## INFORMATION GIVEN
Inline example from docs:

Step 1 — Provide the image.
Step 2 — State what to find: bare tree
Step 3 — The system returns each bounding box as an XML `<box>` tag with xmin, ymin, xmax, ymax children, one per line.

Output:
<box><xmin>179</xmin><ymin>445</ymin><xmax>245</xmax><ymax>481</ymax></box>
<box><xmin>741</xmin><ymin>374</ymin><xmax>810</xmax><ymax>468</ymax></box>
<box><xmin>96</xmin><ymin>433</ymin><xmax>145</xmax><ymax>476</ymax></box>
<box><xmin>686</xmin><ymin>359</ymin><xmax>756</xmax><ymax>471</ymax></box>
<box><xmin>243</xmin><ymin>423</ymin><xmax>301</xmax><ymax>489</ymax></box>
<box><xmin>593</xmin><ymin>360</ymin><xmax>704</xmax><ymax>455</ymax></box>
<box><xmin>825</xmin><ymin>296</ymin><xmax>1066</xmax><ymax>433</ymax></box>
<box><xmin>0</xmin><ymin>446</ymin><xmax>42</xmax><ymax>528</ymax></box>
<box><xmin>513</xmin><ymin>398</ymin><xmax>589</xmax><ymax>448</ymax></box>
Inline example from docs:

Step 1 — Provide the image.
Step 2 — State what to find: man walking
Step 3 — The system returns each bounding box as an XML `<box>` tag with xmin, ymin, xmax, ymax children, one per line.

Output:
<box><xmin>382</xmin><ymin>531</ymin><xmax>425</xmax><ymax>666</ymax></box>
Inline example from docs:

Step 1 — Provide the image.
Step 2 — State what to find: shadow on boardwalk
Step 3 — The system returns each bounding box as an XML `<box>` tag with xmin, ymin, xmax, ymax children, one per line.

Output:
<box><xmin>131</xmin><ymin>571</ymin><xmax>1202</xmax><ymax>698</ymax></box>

## WHAT IS EXPECTED
Search the material for the word "find" and copy each line where it occurs.

## RESPONSE
Step 2 — State what to find: bare tree
Step 2 — State what to find: man walking
Step 2 — State what to find: shadow on boardwalk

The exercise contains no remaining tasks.